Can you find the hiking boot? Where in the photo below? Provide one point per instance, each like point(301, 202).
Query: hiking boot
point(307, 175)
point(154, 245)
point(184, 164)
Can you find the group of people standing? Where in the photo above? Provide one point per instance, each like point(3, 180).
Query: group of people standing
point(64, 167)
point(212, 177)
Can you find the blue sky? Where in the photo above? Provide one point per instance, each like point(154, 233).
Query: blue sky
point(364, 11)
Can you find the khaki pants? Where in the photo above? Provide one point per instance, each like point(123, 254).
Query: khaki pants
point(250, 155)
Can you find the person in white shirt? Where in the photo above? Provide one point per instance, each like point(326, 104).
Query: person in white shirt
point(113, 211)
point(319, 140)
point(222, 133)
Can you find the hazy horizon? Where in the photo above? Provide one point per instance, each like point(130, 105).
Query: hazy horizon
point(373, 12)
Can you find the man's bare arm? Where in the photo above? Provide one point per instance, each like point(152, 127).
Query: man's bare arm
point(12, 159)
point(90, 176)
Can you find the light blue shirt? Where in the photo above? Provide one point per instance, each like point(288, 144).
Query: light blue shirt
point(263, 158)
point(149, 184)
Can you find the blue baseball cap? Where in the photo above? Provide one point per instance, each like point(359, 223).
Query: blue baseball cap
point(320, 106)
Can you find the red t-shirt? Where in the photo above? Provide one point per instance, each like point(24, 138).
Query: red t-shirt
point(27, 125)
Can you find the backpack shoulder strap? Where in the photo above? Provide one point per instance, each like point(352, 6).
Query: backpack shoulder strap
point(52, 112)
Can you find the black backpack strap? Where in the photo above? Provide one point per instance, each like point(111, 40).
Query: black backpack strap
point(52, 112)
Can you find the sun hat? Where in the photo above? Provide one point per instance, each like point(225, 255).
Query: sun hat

● Your objective:
From the records above, transcribe exactly the run of lines that opens with the line holding "Can you find the khaki" and closes with the line holding "Can you find the man's", both included.

● Result of the exercise:
Can you find the khaki pants? Where in the photo above? Provide one point per instance, each like point(123, 254).
Query: khaki pants
point(250, 155)
Can you find the person in white shirt? Where in the photo above? Provide one point per instance, each like point(326, 104).
Query: person in white shirt
point(113, 211)
point(319, 140)
point(222, 133)
Can you find the hazy horizon? Where in the photo above? Provide one point per instance, each like point(130, 105).
Query: hazy horizon
point(373, 12)
Can you find the man's bare arm? Where in the photo above? Provide one point per instance, each like point(152, 127).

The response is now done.